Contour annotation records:
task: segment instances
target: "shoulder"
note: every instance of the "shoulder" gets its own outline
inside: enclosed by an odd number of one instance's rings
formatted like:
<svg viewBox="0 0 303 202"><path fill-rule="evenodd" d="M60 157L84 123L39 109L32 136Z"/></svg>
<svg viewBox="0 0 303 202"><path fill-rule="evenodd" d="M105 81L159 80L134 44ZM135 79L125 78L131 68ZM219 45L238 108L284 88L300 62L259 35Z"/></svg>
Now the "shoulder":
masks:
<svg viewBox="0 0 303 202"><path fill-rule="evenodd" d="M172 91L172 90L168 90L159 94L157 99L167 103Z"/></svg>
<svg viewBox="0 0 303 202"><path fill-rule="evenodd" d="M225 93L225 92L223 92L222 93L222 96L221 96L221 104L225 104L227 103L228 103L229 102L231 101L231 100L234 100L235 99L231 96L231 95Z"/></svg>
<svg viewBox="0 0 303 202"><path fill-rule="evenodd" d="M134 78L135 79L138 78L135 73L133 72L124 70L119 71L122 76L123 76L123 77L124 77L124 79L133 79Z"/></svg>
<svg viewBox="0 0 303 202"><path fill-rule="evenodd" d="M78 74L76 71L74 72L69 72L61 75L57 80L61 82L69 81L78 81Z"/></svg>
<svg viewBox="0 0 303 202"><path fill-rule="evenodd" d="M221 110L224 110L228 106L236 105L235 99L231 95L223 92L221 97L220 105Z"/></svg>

## What is expected
Revise the data above, replacing "shoulder" with "elbow" everywhere it occurs and leaving every other line unchanged.

## Written solution
task: segment instances
target: "elbow"
note: every instance of the "elbow" gets its own outline
inside: enclosed by an odd number of one instance's rings
formatted like:
<svg viewBox="0 0 303 202"><path fill-rule="evenodd" d="M60 157L84 123L39 109L32 136Z"/></svg>
<svg viewBox="0 0 303 202"><path fill-rule="evenodd" d="M105 81L159 80L134 44ZM135 79L125 78L131 68ZM219 45L238 108L284 88L300 62L259 35Z"/></svg>
Now the "elbow":
masks:
<svg viewBox="0 0 303 202"><path fill-rule="evenodd" d="M172 91L172 90L168 90L159 94L157 99L167 103Z"/></svg>
<svg viewBox="0 0 303 202"><path fill-rule="evenodd" d="M225 93L225 92L223 92L222 93L222 96L221 96L221 104L225 104L227 103L228 103L229 102L231 101L231 100L234 100L235 99L231 96L231 95Z"/></svg>
<svg viewBox="0 0 303 202"><path fill-rule="evenodd" d="M134 78L135 79L138 78L135 73L133 72L124 70L119 71L122 76L123 76L123 77L124 77L124 79L133 79Z"/></svg>
<svg viewBox="0 0 303 202"><path fill-rule="evenodd" d="M78 74L76 71L74 72L69 72L61 75L57 80L61 82L69 81L78 81Z"/></svg>
<svg viewBox="0 0 303 202"><path fill-rule="evenodd" d="M221 110L224 110L228 106L236 105L235 99L231 95L223 92L221 97L220 105Z"/></svg>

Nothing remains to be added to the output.